### CONSIGNE
D'après l'extrait du texte sur Trump et le conservatisme américain, qui était chargé de convaincre les électeurs évangéliques de soutenir Trump ?
++++ EXTRAIT DU TEXTE ++++
L’élection américaine : Un compromis envisageable avec l’appareil du Parti républicain

« Trump parle le conservatisme comme une langue étrangère. » Dans un article énumérant ses approximations sur la Constitution américaine, la Bible, la culture des armes, ou encore l’avortement, la revue National Review rappelait cet été que Trump n’est pas un conservateur et que ses tentatives d’en reprendre le répertoire et d’en imiter les positions manquaient d’authenticité.

Difficile en effet de rapprocher le nouvel hôte de la Maison Blanche des figures tutélaires du conservatisme : New-Yorkais, Trump a grandi loin d’Orange County, berceau du mouvement qui porta la campagne du sénateur républicain Barry Goldwater (1909-1998) contre le New Deal en 1964 ; il ne cite jamais la romancière et philosophe Ayn Rand (1905-1982) ou l’économiste Milton Friedman (1912-2006, prix Nobel d’économie en 1976), et surprit plus d’un conservateur en déplorant non l’inanité, mais l’insuffisance de la loi sur la sécurité sociale.

Liens ténus avec la droite chrétienne

Son programme économique, bien flou, comporte un volet protectionniste allant à l’encontre du dogme du libre-échange. Quant à ses liens avec la droite chrétienne, ils sont ténus : bien qu’il ait reçu le soutien du fils du pasteur baptiste et télévangéliste Jerry Falwell (1933-2007), qui avait fondé la Moral Majority – la « majorité morale » – en 1979 pour aider à l’élection de Ronald Reagan, c’est bien à son colistier, Mike Pence, que revenait la difficile tâche de convaincre les électeurs évangéliques de le soutenir.

Si la victoire de Trump est un marqueur de la crise du conservatisme américain, c’est qu’elle en souligne toutes les limites actuelles. Bien qu’ils ambitionnent depuis les années 1950 de concilier piété et individualisme économique, les conservateurs n’ont connu le succès électoral qu’en ayant recours à une rhétorique populiste opposant le peuple vertueux et travailleur à l’incurie des élites progressistes de Washington.
++++ MATÉRIEL EXTRAIT ++++
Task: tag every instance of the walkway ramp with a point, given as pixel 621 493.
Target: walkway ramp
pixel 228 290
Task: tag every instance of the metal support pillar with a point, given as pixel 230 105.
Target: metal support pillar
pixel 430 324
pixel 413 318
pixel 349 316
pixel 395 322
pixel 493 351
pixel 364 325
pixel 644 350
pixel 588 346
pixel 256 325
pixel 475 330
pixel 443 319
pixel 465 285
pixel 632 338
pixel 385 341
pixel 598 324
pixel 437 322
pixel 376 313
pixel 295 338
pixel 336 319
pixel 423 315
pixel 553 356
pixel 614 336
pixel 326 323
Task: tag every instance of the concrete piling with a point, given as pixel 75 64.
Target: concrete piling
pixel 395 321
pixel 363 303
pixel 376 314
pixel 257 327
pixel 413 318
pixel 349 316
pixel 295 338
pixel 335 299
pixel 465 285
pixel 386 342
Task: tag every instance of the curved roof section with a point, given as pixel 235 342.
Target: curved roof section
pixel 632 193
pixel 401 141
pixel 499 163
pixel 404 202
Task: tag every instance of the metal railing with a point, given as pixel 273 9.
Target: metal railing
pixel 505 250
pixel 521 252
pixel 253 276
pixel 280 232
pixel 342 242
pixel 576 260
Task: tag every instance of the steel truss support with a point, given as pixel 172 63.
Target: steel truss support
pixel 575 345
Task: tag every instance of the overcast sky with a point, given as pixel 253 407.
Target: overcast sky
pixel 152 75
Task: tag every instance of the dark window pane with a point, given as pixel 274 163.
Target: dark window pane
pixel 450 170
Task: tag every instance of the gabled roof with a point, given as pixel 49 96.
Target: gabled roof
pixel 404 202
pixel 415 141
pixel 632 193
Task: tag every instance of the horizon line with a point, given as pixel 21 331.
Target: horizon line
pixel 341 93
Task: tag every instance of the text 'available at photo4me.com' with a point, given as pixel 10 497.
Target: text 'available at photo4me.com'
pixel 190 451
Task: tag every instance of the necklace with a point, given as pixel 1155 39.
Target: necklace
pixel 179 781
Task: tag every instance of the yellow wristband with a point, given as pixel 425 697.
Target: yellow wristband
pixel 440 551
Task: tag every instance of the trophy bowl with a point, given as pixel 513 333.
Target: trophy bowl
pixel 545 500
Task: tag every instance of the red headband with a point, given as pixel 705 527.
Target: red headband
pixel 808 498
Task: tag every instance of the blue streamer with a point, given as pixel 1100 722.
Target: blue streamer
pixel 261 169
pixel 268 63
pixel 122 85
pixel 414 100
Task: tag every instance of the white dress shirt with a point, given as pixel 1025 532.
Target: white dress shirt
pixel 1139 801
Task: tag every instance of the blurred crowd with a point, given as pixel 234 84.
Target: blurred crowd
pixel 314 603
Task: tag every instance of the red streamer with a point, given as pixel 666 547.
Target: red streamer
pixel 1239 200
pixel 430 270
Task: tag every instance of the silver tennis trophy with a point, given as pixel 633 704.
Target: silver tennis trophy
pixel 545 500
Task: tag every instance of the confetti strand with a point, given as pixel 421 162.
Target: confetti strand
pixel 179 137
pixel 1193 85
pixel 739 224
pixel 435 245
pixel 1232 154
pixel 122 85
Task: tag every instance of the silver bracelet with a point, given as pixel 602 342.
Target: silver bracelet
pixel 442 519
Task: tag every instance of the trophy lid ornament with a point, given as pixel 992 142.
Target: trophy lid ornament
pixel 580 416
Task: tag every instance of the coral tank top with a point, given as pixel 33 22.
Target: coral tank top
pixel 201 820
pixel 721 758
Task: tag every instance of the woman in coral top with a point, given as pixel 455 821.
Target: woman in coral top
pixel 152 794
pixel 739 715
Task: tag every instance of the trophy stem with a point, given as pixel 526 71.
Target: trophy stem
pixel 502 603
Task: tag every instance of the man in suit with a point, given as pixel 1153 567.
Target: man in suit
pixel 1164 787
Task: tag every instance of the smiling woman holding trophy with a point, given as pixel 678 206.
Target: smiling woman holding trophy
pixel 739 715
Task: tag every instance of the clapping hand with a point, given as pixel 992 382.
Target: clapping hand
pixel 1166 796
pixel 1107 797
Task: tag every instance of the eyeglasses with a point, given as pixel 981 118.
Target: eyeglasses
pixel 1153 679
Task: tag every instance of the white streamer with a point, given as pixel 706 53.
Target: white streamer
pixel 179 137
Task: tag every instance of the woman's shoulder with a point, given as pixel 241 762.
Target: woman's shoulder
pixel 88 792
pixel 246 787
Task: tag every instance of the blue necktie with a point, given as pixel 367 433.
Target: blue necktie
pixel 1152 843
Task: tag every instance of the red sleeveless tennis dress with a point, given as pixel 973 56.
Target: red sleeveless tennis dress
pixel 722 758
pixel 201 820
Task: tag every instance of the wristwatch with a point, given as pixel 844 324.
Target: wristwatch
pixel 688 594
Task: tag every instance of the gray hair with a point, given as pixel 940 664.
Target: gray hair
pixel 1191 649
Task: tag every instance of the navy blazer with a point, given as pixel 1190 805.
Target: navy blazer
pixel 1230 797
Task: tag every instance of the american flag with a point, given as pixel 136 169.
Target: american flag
++++
### RÉPONSE
Son colistier, Mike Pence.